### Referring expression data
··········

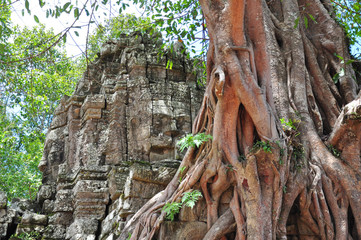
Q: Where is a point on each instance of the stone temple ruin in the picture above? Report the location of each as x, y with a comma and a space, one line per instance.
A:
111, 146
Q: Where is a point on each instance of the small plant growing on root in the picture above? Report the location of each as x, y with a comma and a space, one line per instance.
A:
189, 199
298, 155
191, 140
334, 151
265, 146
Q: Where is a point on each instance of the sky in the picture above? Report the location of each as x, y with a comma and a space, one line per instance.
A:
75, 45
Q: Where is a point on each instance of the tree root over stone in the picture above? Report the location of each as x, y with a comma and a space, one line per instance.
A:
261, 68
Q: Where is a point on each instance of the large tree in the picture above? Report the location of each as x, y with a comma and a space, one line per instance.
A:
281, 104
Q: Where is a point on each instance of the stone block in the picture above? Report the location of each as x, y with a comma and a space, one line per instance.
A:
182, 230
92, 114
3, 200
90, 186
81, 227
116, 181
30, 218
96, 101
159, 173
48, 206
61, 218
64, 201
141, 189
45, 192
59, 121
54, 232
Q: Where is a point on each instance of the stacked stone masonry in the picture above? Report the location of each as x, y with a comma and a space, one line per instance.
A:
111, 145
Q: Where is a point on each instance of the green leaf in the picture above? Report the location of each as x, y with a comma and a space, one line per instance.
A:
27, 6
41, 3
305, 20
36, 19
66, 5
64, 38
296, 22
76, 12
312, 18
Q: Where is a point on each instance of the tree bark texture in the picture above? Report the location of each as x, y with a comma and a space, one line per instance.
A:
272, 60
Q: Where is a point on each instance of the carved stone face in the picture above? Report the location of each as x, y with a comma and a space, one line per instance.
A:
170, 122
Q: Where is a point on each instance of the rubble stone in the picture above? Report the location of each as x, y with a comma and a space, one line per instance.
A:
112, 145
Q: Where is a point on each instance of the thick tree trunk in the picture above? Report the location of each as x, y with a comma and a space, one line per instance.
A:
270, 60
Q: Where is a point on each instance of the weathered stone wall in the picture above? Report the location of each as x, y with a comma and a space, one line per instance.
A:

··········

### What you need to do
Above are the records. Identify each line that contains the word "root".

### Solved exercise
Q: Where is a point on each instance of the small plant growing on root in the picture above? Report the location of each as x, y with a comma and a space, one line per instance.
Q: Where is a point on each instance of the tree root over stone in the picture above? Report the location of each as x, y with a comma and a space, one line per instance.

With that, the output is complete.